> [PAGE]
My annoyance is with the ATSB for throwing Boeing under the bus while ignoring the (active) negligence and complicity of their Malay buddies.
BTW, I do love my Glocks.
@TBill and @Jeff:
That should perhaps not necessarily be frowned upon since international insurance covenants make formal judicial behaviour very instrumentalised. There are, if I remember correctly, time limits for certain claims, and they need to be filed in the (U.S.) state of the manufacturer, in this case. Otherwise pax complaints will automatically (or so) fall under the “Montréal convention” (and you can all hear how that sounds), with peanuts to be paid in decades time. So these will be generalized “as if”-filings waiting to be activated if the plane is eventually found and Boeing actually found to be responsible. One of the bottom principles behind this is of course that if Boeing actually was guilty, and knew that perfectly well, and even where the plane was to be found, it might just be that they wouldn’t exactly rush to tell anyone about that before the time-limits expired. And they would probably have better means than most world states to actively slow up or disturb the process of ever finding the plane. And there will be other companies less “self-preserving” (professionally) than Boeing in the world.
@Tbill, @sk999:
I apologize for mixing you guys up. You noticed that.
@sk999:
Your nick is the last slot that Scandinavian Airlines uses for flights to China. I am not sure it is in use but I noticed a SK998 between Shanghai and Copenhagen. A coincidence?
Johan,
Regarding my “nick” and Scandinavian, pure coincidence. Just remember, when you pronounce it, the 9’s are silent.
@sk999:
That would be the next guess. There’s a lot of S.K.’s out there?

> [SHORT EXERCISE 1]
Collect every line from the entries below that contains the word "brown".

> [EXERCISE MATERIALS]
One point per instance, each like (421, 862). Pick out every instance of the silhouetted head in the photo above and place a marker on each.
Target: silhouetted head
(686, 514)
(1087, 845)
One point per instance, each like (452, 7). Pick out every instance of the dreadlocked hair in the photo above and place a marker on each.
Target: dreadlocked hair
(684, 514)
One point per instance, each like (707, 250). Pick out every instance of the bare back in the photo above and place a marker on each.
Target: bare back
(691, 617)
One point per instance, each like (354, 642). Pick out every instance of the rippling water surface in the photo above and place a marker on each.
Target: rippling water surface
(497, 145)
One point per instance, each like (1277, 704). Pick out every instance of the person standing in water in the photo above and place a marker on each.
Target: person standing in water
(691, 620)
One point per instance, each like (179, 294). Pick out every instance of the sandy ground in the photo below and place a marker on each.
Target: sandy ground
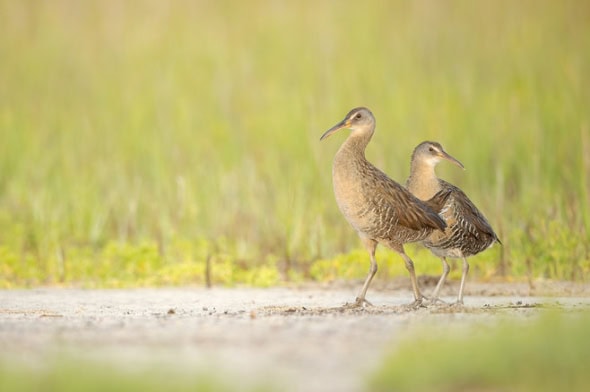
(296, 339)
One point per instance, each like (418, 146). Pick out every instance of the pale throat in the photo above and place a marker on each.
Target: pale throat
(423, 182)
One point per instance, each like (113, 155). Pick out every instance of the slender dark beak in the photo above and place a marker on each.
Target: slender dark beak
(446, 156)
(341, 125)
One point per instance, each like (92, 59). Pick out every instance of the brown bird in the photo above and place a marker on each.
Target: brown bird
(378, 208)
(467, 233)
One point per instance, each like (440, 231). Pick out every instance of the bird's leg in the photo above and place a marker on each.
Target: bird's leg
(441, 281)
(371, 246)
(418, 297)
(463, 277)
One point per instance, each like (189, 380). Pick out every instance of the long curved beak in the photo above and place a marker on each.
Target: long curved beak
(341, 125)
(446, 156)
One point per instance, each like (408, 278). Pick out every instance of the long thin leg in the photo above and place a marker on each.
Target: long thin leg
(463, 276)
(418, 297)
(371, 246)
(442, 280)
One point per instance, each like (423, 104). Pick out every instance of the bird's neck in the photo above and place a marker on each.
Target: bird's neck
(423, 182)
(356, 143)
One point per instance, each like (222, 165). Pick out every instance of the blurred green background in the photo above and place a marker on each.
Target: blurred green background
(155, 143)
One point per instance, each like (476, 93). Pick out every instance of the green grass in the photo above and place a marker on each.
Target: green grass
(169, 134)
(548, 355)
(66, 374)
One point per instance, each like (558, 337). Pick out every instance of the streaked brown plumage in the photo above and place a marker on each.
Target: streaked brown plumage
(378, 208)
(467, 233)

--

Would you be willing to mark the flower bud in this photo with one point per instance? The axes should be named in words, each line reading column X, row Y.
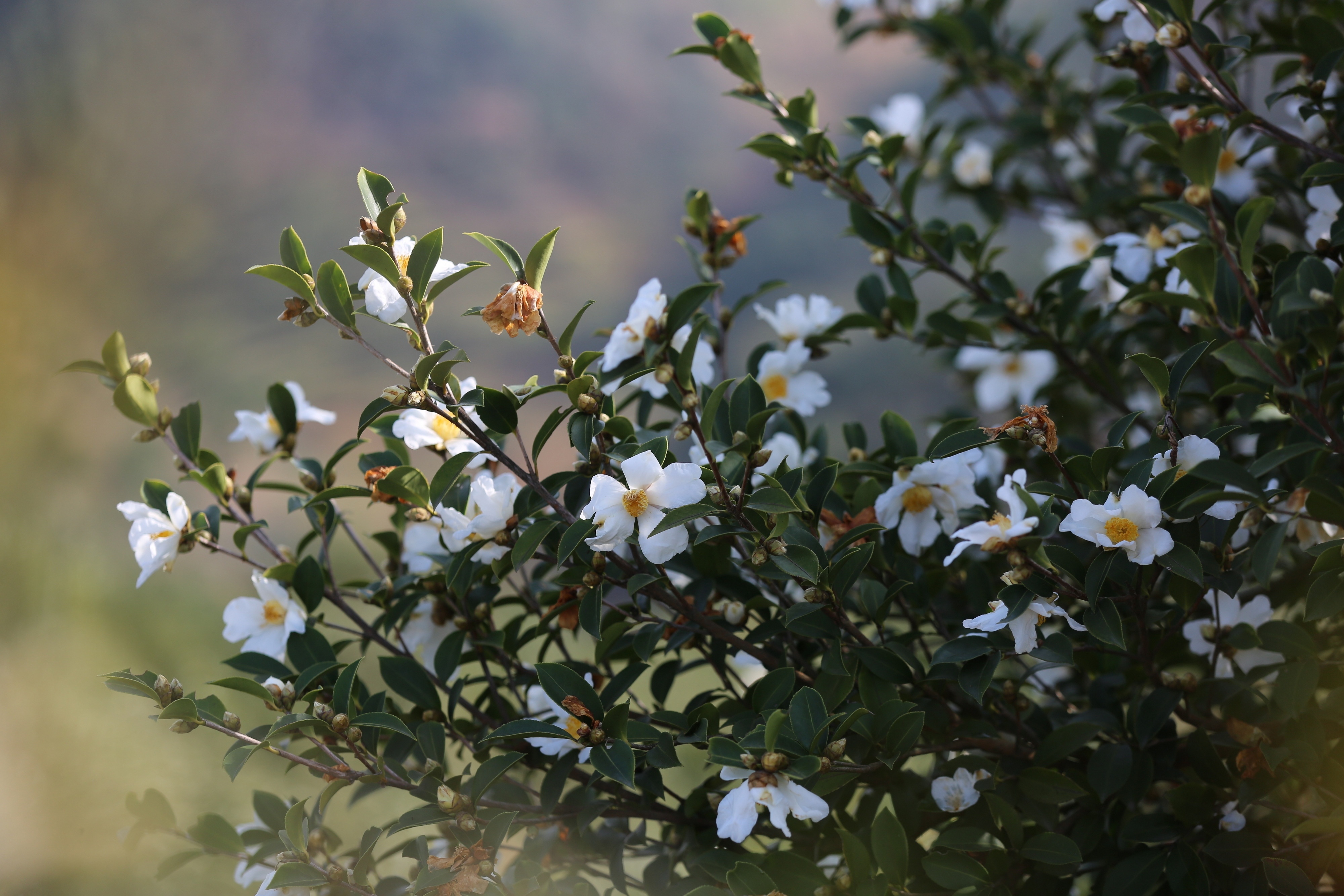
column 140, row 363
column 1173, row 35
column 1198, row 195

==

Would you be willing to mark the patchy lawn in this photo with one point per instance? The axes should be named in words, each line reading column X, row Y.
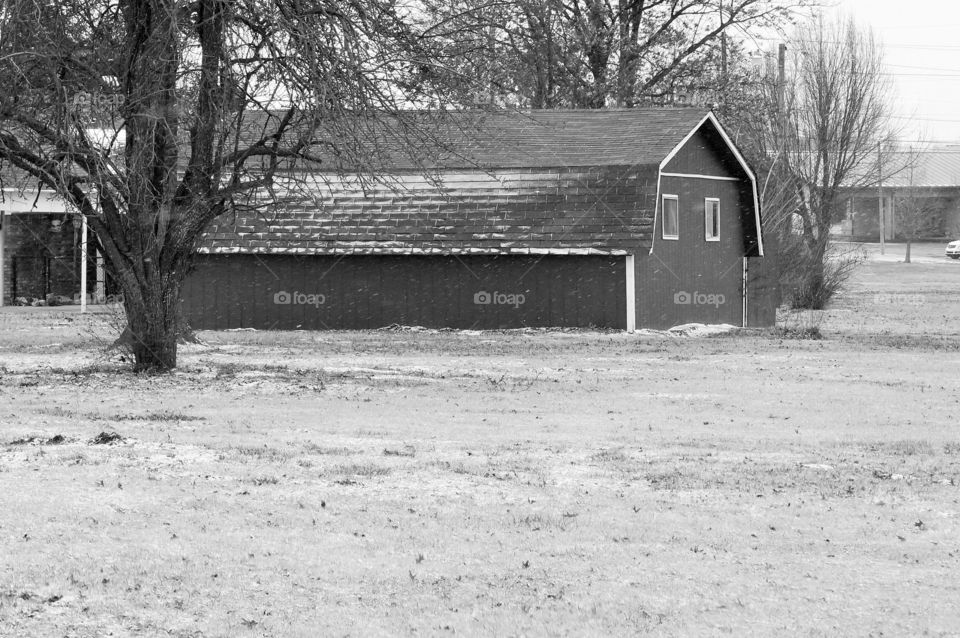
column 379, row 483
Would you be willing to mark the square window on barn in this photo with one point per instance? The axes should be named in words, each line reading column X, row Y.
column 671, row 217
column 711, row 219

> [SHORT EXERCISE 2]
According to the forum thread, between which two cities was a flight numbered SK998 noticed?

> [EXERCISE OUTPUT 1]
One point per instance, each like (92, 59). Pick out every instance of the brown bird in the photo above and place a marker on each.
Target: brown bird
One point per instance, each like (558, 337). Pick out every instance of the streaked brown plumage in the photo above and place a marker on each.
Target: streaked brown plumage

> [EXERCISE OUTPUT 2]
Shanghai and Copenhagen.